[start Supplied material]

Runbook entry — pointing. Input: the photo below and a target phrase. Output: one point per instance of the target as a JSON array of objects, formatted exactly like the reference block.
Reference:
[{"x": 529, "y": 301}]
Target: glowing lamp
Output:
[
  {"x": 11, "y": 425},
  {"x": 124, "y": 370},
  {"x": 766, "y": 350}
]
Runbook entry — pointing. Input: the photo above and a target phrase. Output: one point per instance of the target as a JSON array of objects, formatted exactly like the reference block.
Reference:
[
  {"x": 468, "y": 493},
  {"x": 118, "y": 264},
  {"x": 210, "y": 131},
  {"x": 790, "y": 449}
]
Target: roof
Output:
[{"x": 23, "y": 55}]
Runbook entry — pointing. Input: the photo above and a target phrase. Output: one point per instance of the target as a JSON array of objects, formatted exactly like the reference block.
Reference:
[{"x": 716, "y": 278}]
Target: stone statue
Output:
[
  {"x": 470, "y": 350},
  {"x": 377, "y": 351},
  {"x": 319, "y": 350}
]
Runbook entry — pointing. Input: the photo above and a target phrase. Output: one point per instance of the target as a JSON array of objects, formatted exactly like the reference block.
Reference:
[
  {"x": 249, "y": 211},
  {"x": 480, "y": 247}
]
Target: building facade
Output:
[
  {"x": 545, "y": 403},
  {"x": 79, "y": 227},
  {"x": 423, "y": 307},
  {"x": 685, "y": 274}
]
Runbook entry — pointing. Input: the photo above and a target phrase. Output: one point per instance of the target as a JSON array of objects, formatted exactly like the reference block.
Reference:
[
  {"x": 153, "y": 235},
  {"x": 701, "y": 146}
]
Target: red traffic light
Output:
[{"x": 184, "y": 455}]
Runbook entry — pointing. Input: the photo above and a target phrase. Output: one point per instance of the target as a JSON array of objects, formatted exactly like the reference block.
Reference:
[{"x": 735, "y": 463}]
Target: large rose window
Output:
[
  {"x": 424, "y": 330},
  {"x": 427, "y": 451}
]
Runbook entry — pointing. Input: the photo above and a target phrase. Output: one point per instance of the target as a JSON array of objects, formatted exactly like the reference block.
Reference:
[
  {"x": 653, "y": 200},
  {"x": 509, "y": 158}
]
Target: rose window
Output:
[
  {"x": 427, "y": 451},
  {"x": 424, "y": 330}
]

[end Supplied material]

**Problem details:**
Transcribe the whole listing with nothing added or left out.

**The response:**
Runbook entry — pointing. Input: the photo below and a target phrase. Output: one point per instance of the target as a JSON array of objects, formatted exactly like the reference block.
Reference:
[{"x": 529, "y": 301}]
Target: glowing lamp
Output:
[
  {"x": 11, "y": 425},
  {"x": 124, "y": 370},
  {"x": 766, "y": 350}
]
Runbook entry — pointing. Input: the photo above and a target phrase. Output: one point per instance of the target as a JSON array of objects, formatted exactly like the reference block.
Reference:
[
  {"x": 468, "y": 493},
  {"x": 118, "y": 264},
  {"x": 210, "y": 131},
  {"x": 790, "y": 449}
]
Target: roof
Output:
[{"x": 23, "y": 55}]
Runbook entry — pointing. Input: the photo above and a target phrase. Output: one point per instance of the target as a JSON array of objects, formatted exactly like the reference block.
Reference:
[{"x": 716, "y": 278}]
Target: stone statue
Output:
[
  {"x": 470, "y": 350},
  {"x": 377, "y": 351},
  {"x": 319, "y": 350}
]
Runbook entry — pointing. Input: the photo above and a target phrase. Output: one point per instance of the target as a JSON array of objects, formatted exactly like the reference block.
Reference:
[
  {"x": 249, "y": 211},
  {"x": 480, "y": 247}
]
Target: building facade
Output:
[
  {"x": 545, "y": 403},
  {"x": 79, "y": 227},
  {"x": 423, "y": 307},
  {"x": 685, "y": 274}
]
Runbook entry — pointing. Input: the photo above and a target phrase. Output: one point per instance of the target as a JSON array of objects, formatted exactly like the reference block.
Reference:
[
  {"x": 153, "y": 235},
  {"x": 701, "y": 146}
]
Target: red traffic light
Output:
[{"x": 184, "y": 455}]
Runbook entry — pointing. Input: the photo above and a target phrase. Output: one point per instance of the target as a JSON array of objects, formatted exactly like the reference block.
Reference:
[{"x": 735, "y": 463}]
Target: large rose window
Output:
[
  {"x": 424, "y": 330},
  {"x": 427, "y": 451}
]
Runbook entry — pointing. Input: the photo above and a target phrase. Output: one point per instance of the target as a JSON array of objects, formatted exactly like the reference block.
Reference:
[
  {"x": 653, "y": 200},
  {"x": 509, "y": 158}
]
Target: rose window
Output:
[
  {"x": 427, "y": 451},
  {"x": 424, "y": 330}
]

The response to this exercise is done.